- **Extrait source**:

□ □ □

Tout d’ailleurs à Ravenne nous fait revivre dans le bas-empire, et si de Saint-Nazaire on entre dans Saint-Vital, qui est tout proche, on se trouve dans un temple octogone bâti par saint Ecclésius sous le règne de Justinien. On a dit que cet édifice, plus que double du précédent, était une imitation de Sainte-Sophie; cependant quelques-uns lui contestent ce caractère byzantin, et Ferguson le place au rang des imitations maladroites du célèbre temple de Minerva medica à Rome. Il est plus certain que Charlemagne l’a pris pour modèle de la chapelle sépulcrale qu’il s’est construite à Aix-la-Chapelle. Huit arceaux décrivent un cercle à l’intérieur. Ils reposent sur des piliers et s’ouvrent au dehors sur des hémicycles à deux étages de légères colonnes, les unes venues de Byzance, les autres qu’on dit gothiques. Cette sorte de tour centrale est surmontée par un dôme ou par une voûte construite en poteries juxtaposées et conservée ainsi jusqu’à nous. A l’exception du beau marbre grec qui revêt certaines parties de murs, il ne faut point parler ici de décorations. Qui croirait que la coupole a été salie, il y a quelque cent ans, par d’infâmes guirlandes de roses dont on ne voudrait pas au foyer de l’Opéra? Mais il règne autour de la construction centrale une large galerie octogone par son enceinte extérieure, sur laquelle s’ouvrent le chœur et des chapelles auxiliaires. Ici se multiplient des ouvrages en mosaïque qu’on ne peut décrire et qui représentent quelquefois avec assez de naturel des scènes de l’Ancien-Testament, choisies comme symboles des mystères de la nouvelle alliance.

□ □ □

- **Tâche**:
Répondez aux questions suivantes d'après l'extrait sur Saint-Vital de Ravenne.
(a) Sous le règne de quel empereur saint Ecclésius a-t-il bâti ce temple octogone ?
(b) Quel édifice Charlemagne s'est-il construit à Aix-la-Chapelle en prenant Saint-Vital pour modèle ?
(c) De quoi est faite la voûte qui surmonte la tour centrale ?

□ □ □

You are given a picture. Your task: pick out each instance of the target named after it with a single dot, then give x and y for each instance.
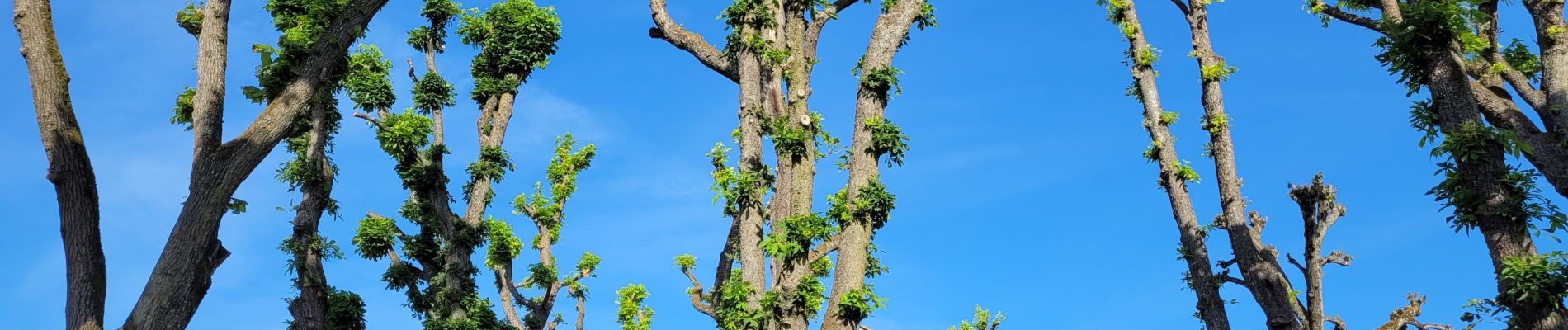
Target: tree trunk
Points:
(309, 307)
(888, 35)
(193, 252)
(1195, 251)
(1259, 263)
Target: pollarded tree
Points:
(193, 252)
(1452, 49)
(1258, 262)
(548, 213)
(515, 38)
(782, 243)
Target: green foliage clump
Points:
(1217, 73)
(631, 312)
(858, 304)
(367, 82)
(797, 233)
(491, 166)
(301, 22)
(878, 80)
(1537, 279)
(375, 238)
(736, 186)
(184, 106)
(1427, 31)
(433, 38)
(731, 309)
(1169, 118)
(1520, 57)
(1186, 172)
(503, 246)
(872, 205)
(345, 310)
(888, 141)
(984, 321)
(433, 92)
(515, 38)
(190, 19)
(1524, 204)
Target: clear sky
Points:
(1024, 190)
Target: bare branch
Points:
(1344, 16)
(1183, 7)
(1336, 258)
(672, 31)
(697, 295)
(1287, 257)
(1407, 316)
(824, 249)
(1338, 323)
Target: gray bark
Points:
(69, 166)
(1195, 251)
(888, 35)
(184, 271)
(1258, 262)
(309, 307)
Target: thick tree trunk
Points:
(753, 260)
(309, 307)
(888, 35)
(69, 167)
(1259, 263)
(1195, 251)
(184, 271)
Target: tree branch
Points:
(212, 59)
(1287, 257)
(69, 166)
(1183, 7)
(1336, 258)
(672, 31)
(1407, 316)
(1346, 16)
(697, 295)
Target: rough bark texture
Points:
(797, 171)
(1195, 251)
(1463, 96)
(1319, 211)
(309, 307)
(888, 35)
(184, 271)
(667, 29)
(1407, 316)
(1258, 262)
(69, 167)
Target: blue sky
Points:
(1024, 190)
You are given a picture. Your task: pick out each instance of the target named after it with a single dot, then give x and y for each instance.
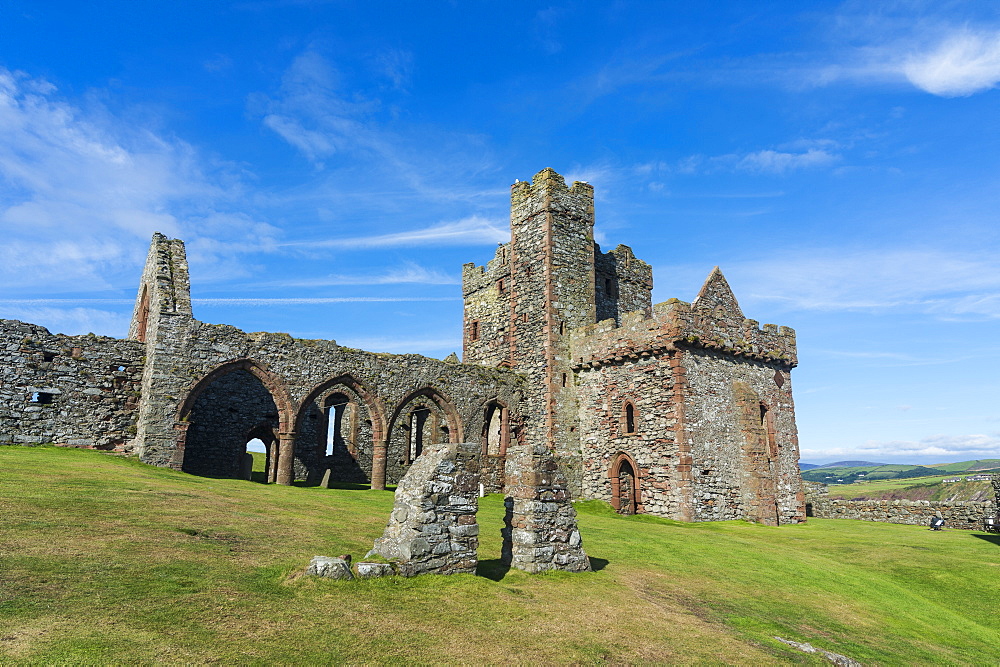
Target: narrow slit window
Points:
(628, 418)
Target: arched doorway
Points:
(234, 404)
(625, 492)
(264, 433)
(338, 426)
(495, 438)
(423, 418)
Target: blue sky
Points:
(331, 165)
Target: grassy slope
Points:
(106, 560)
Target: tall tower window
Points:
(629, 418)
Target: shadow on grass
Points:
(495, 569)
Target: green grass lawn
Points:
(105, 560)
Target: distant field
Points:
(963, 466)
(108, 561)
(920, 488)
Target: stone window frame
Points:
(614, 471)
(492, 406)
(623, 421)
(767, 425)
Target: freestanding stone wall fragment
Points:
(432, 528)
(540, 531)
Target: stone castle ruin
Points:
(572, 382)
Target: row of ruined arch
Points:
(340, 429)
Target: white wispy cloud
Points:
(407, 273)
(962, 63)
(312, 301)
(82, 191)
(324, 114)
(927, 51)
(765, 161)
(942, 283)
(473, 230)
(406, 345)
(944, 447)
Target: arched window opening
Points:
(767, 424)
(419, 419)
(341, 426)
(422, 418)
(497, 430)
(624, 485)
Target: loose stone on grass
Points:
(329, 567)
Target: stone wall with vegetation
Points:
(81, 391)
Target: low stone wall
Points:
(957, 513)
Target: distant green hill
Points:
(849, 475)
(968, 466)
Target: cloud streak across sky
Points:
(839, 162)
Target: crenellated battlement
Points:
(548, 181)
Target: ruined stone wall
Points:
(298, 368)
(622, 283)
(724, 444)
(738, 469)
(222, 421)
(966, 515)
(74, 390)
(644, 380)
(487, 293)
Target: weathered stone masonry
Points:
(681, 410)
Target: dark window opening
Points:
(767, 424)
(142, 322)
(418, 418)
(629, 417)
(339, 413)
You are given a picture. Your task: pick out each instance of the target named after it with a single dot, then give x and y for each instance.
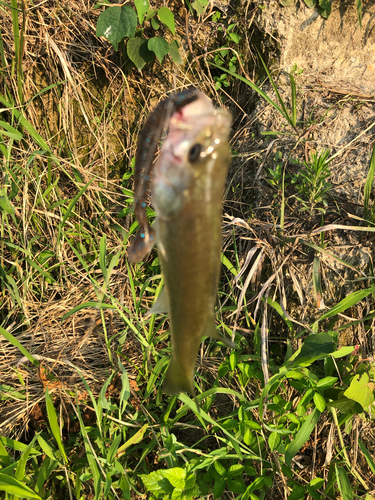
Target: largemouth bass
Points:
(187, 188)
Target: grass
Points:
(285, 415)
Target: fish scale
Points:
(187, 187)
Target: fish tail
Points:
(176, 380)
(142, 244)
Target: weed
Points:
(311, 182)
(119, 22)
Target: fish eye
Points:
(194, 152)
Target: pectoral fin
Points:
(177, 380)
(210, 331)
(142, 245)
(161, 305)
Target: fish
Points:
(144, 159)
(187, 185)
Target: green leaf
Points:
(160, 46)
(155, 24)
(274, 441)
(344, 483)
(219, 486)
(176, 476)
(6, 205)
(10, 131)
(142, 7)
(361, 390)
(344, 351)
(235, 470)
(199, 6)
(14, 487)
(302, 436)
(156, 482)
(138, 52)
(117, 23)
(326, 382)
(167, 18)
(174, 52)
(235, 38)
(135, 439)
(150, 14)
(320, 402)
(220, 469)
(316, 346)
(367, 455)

□ □ □

- **Réponse attendue**:
(a) Sous le règne de Justinien.
(b) Sa chapelle sépulcrale.
(c) De poteries juxtaposées.